Could you render the items below as a numbered list, skipping any blank lines and omitting the pictures?

***** Supplied information

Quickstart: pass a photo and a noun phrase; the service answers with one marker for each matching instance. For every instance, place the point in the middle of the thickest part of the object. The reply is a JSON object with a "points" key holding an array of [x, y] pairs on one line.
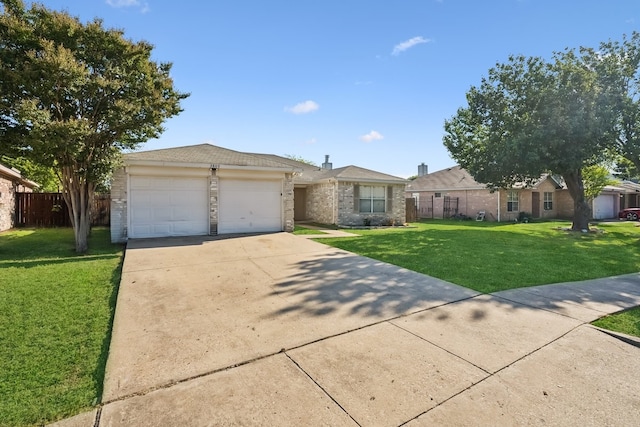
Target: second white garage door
{"points": [[249, 206], [163, 206]]}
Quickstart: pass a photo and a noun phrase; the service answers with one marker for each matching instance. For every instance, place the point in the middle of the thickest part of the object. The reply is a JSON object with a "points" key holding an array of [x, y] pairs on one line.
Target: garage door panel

**********

Full output →
1. Quickstart: pass a photo and a noun phrase; the service answers with one marker for each matching instance. For every instance, place the point in the middle of the thickest part of the object. The reply is a JSON object with a "points" key holding an array of [x, y] pairs on one line.
2. Target: second white garage door
3. {"points": [[249, 206], [163, 206]]}
4. Quickstart: pass a photo and a noun phrase; the service answers with one marker for each matching instance. For every instance, place the point in the middle of the thickest part of the object. The reply is a JSON object with a "points" key holding an array of [x, y] pairs on one line.
5. Target: garage door panel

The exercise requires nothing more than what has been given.